Brief => Copy everything in the traversing text from "7. To mark the" down to "transmission lines, etc.", word for word.

Traversing in surveying is used to establish a network of control points.
Traversing is the type of surveying connecting a number of survey lines that form a framework.
It is also commonly referred to as a controlled method of surveying.
Generally, traversing involves the measurement of the following parameters:
1. The length of each survey line.
2. The angle between the successive survey lines or the bearings of the lines.
The measurement of the directions of the lines is usually done by means of an angle measuring device such as theodolite and the length is measured with the help of tape.
Traverse may be defined as the series of straight lines that connect the survey stations.
In this method of surveying, the co-ordinates of the first established station, as well as the bearing of the first line, are determined, then, the co-ordinates of all the successive stations are computed using the formula:
Xb = Xa + L * Cos θ
Yb = Ya + L * Cos θ
L = Length of the traverse leg
Θ = Bearing of the line ab
2. Objectives of Traversing in Surveying
The main objectives of traversing may be listed as follows:
1. To establish the control points for other methods of surveying such as plane table surveying, chain surveying etc.
2. To form a network or framework of traverse legs and traverse stations and ensuring the visibility of all the features on the ground so that it can be duly located from the instrument.
3. To fix the alignments of canals, rivers, roads, etc, and boundaries when better accuracy is required.
4. To ascertain the coordinates of the boundary pillars such as forest boundary pillars, international boundary pillars etc. so that they can be stored in numerical terms for the use as reference in the future.
5. To prepare the topographic maps of the area to be surveyed for various purposes.
6. To establish the contours of the ground taking suitable intervals to provide an exact approximation of the nature of the ground as well as determining the feasibility of the project.
7. To mark the position of various details that can have effects on the forthcoming project.
3. Types of Traverse in Surveying
The traverse may be categorized into the following types:
1. Closed Traverse
If the traverse formed by the survey lines closes at a station i.e. if the survey lines form a polygon or starts and finishes at the same survey station of the known co-ordinates then the traverse is known as closed traverse.
A closed traverse is generally used for locating the boundaries or for surveying large areas.
2. Open Traverse
If a traverse starts and finishes at points other than the starting point of known coordinates, then such traverse is known as an open traverse.
An open traverse is generally used for preliminary and construction surveys for highways, roads, pipelines, transmission lines, etc.
3. Link Traverse
A link traverse is the type of traverse where an open type traverse is linked at the ends of an existing traverse so as to form a closed loop or closed traverse.
The closing line is generally defined by the coordinates at the endpoints which have been determined by the previous survey.
4. Balancing The Traverse
During the computation of the traverse, it becomes necessary to balance the traverse because of the different errors that may persist during the field measurement.
Thus, there are a number of methods that can be used for adjusting such traverse. They are:
1. Bowditch Method
2. Transit Method
3. Graphical Method
4. Axis Method
These methods of adjustment are based on the assumptions that the errors in the linear measurements are directly proportional to the length of the traverse leg whereas the angular measurements are inversely proportional to the length of the traverse leg.
Most commonly the Bowditch method is used to balance a traverse where both the angular and linear measurements are of equal precision. In this method of balancing, the total error in latitude and in the departure is distributed in proportion to the length of the sides.

Supplied material =>

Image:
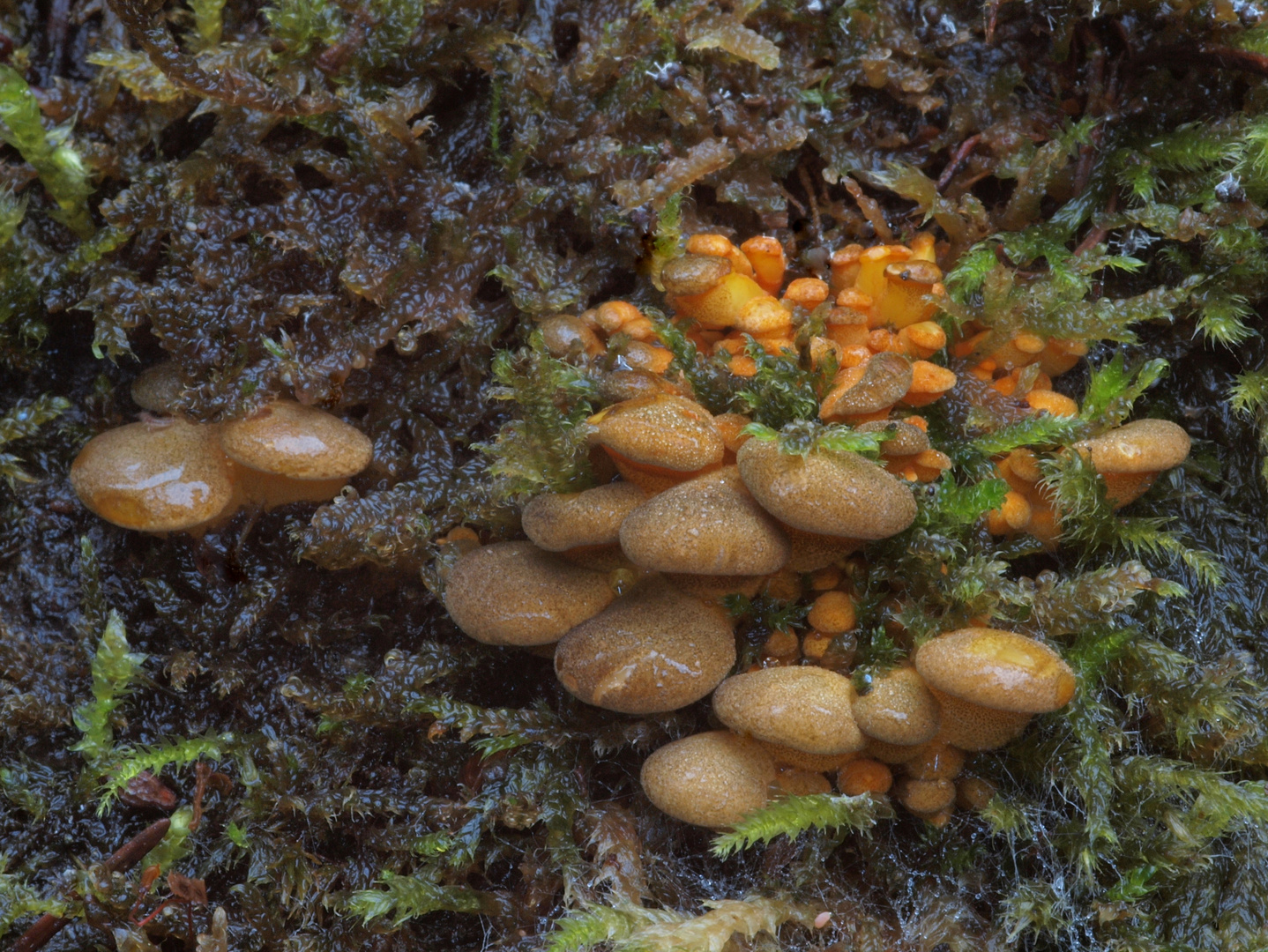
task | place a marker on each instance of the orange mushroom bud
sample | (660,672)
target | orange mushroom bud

Exercise answer =>
7. To mark the position of various details that can have effects on the forthcoming project.
3. Types of Traverse in Surveying
The traverse may be categorized into the following types:
1. Closed Traverse
If the traverse formed by the survey lines closes at a station i.e. if the survey lines form a polygon or starts and finishes at the same survey station of the known co-ordinates then the traverse is known as closed traverse.
A closed traverse is generally used for locating the boundaries or for surveying large areas.
2. Open Traverse
If a traverse starts and finishes at points other than the starting point of known coordinates, then such traverse is known as an open traverse.
An open traverse is generally used for preliminary and construction surveys for highways, roads, pipelines, transmission lines, etc.